**DOCUMENT PASSAGE:**
=-=-=-=-=

Clear is deploying WiMax service for their 4G coverage, which makes them the odd man out in the 4G footrace. AT&T and T-Mobile are both using LTE (which, confusingly, will be deployed on their existing GSM and CDMA networks, so they will not be compatible), while T-Mobile is ramping up HSPA+ on its GSM network. In other words: it’s a highly fragmented market, and when you buy a device, you’re also committing to that carrier.
The Clear service is available under substantially similar terms from Comcast and Sprint, both investors in Clear—but I’ve been a customer of both, and suffice to say, that was good enough reason to buy from Clear. You’ll get different equipment from each provider, even though they all use the same network. Based on my experience, the equipment is another damn good reason to be a Clear customer.
A mifi device picks up a cellular signal and connects it to a wireless router, all in one box. Essentially, when I throw my mifi in my backpack, I become my own hotspot. Most carriers now offer one, nearly all of them on contract—Virgin Mobile being an exception—and almostall of them with stringent restrictions on how much data you can use each month. WiMax is an exception.
This screenshot indicates why a data cap doesn’t work for me. This is my usage in one evening; total data usage since I received the device five days ago is a hair shy of nine gigabytes. So I’m approximately using in one day what AT&T will sell me for a month’s usage. Notably, WiMax is fast enough that I’m using it as a replacement for both home Internet service and roaming hotspots—which isn’t possible on any other service at the moment.
The “+” in the “4G+” refers to roaming on Sprint’s 3G network when you’re outside of Clear’s 4G coverage. It also can kick in when you wander into a nook or cranny of a building where one signal is available but not the other; admin settings let you turn off either 4G or 3G, or set 4G to preferred. Clear’s plan includes 5 gigs a month of 3G data, which means that I’ll be cutting back on podcast downloads and streaming media when I’m outside 4G range—a good idea anyway, as 3G ain’t the fastest pipe.
The mifi has an LCD screen showing crucial connection data; you may note that the screenshot above looks very similar. That’s because it includes a web server which displays the LCD information live in a browser, which works perfectly on an iPod touch. With the mifi in my backpack, I can check to make sure I’m on 4G before catching up on the next Netflix episode of Doctor Who.

=-=-=-=-=

**REQUIRED TASKS:**
a. Answer these questions about the passage on Clear's WiMax service:
(i) Which two companies offer the Clear service under substantially similar terms?
(ii) How much data had been used in total in the five days after the device arrived?
(iii) How much 3G data per month does Clear's plan include?
b. Reproduce, word for word, the stretch of the passage on Clear's WiMax service from "The Clear service" through "is an exception.".
The lines that come next are separate material from the passage on Clear's WiMax service.

**DATA EXTRACT:**

=-=-=-=-=

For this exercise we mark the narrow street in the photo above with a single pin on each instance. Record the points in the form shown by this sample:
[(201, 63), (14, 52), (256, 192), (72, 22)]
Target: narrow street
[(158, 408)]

=-=-=-=-=

**PER-TASK ANSWERS:**
a.
(i) Comcast and Sprint
(ii) A hair shy of nine gigabytes
(iii) 5 gigs

b.
The Clear service is available under substantially similar terms from Comcast and Sprint, both investors in Clear—but I’ve been a customer of both, and suffice to say, that was good enough reason to buy from Clear. You’ll get different equipment from each provider, even though they all use the same network. Based on my experience, the equipment is another damn good reason to be a Clear customer.
A mifi device picks up a cellular signal and connects it to a wireless router, all in one box. Essentially, when I throw my mifi in my backpack, I become my own hotspot. Most carriers now offer one, nearly all of them on contract—Virgin Mobile being an exception—and almostall of them with stringent restrictions on how much data you can use each month. WiMax is an exception.